QUESTIONS ON THE MATERIAL ::
[a] Print everything in the Michigan marijuana sales article below from "Mayor Dave Tossava" down to "ordinance before May.".
[b] Answer these questions using the Michigan marijuana sales article below.
(i) Which municipality is the only one that passed ordinances to allow recreational marijuana businesses?
(ii) When is the Hastings ordinance banning recreational marijuana businesses set to expire?
(iii) In what building is Kenai Red Group LLC expected to open?

SUPPLIED PASSAGE ::
Marijuana sales begin in Michigan
Most communities opt for slow, cautious approach
and Bridge Magazine
Recreational marijuana sales began Dec. 1 in Michigan, but not in Barry County; where there are no licensed sellers.
Baltimore Township is the lone municipality that passed ordinances to allow recreational marijuana businesses. Other townships and municipalities have opted out – at least for now.
Elected officials in most of these municipalities have said they are waiting to see what the recreational rollout is like before making a more permanent decision.
Hastings passed an ordinance banning recreational marijuana businesses, although the ordinance is set to expire in May 2020.
Mayor Dave Tossava said the city council is currently researching possible ordinances to put a more permanent decision in place. He expects the council to vote on a new ordinance before May.
The first recreational dispensary in Baltimore Township, Kenai Red Group LLC, is expected to open in the Dowling General Store in early 2020. It is set to open first as a medical dispensary, then add recreational sales after about a month.

INPUT DATA ::
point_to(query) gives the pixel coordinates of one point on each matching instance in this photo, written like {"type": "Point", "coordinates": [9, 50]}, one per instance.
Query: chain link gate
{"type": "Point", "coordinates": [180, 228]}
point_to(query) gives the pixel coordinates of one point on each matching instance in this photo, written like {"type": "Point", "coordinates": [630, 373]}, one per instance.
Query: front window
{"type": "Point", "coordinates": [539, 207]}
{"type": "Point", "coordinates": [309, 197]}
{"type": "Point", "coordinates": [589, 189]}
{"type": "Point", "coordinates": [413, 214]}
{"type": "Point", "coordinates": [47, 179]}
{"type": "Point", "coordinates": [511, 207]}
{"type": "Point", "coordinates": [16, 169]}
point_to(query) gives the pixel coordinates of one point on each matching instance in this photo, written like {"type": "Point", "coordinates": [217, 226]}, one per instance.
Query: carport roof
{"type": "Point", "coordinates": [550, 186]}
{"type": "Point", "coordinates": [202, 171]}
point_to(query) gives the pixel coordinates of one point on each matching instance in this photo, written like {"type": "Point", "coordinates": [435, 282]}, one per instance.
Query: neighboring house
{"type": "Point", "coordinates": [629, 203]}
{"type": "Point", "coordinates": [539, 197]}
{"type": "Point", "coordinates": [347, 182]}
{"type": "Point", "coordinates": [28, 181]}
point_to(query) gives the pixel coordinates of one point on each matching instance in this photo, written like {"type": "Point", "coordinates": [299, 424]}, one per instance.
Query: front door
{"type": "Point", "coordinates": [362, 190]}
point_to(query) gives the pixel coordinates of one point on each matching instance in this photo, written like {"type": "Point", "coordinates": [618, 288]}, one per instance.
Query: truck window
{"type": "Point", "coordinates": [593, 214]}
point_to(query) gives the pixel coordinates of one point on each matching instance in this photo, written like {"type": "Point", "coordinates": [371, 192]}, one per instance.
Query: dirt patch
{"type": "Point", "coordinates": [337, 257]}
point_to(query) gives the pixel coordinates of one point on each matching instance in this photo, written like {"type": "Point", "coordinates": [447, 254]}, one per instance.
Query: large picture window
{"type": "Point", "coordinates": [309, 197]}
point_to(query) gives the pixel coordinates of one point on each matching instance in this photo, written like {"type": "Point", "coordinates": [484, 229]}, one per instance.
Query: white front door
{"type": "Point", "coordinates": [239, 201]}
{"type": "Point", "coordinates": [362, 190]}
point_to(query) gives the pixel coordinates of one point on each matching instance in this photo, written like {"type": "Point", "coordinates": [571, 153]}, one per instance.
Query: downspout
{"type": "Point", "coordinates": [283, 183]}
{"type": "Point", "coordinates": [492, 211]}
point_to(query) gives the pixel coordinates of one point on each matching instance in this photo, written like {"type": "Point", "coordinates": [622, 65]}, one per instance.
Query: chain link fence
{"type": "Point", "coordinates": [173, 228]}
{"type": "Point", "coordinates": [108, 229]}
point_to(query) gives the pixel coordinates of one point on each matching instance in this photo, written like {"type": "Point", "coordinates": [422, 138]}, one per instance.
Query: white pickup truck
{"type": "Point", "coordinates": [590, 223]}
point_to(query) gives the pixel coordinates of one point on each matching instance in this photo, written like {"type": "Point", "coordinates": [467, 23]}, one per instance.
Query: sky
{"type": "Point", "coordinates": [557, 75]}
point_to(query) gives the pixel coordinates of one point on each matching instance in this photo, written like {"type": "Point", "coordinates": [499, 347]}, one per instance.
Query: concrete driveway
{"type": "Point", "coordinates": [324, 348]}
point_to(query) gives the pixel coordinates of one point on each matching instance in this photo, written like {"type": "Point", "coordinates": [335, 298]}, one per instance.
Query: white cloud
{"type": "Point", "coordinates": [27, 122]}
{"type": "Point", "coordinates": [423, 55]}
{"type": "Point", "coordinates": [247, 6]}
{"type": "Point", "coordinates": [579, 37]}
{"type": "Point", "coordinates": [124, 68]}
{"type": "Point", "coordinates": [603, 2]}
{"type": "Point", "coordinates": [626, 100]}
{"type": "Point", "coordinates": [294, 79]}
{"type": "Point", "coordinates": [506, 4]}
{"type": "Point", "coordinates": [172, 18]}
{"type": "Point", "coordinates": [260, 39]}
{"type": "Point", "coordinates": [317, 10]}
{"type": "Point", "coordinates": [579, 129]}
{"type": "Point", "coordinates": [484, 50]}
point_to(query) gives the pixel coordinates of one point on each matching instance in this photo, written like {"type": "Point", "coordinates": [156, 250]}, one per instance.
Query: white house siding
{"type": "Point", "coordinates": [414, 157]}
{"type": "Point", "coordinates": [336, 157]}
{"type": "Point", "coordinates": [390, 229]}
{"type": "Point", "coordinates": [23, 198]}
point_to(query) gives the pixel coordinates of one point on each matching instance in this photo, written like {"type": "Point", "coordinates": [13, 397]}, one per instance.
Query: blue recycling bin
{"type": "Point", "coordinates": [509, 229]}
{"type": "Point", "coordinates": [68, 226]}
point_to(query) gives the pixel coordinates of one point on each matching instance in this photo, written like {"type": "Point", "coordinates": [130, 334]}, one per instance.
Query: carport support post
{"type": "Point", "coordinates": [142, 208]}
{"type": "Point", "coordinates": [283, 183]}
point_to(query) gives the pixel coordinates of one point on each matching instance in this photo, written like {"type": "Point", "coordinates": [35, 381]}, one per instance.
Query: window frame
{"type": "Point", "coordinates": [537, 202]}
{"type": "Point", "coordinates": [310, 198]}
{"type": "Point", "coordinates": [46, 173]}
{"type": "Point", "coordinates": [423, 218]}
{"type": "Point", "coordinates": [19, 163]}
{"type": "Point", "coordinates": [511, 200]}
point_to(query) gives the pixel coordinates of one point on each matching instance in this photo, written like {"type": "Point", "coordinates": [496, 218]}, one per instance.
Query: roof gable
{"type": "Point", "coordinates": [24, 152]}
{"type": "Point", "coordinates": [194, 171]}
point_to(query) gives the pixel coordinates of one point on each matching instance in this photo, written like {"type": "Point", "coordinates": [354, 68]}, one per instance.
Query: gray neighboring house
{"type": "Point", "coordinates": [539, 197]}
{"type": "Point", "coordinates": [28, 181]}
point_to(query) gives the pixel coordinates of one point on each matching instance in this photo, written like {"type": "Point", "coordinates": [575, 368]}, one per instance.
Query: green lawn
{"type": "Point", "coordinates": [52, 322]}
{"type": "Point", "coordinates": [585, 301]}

WRITTEN RESPONSES ::
[a]
Mayor Dave Tossava said the city council is currently researching possible ordinances to put a more permanent decision in place. He expects the council to vote on a new ordinance before May.

[b]
(i) Baltimore Township
(ii) May 2020
(iii) The Dowling General Store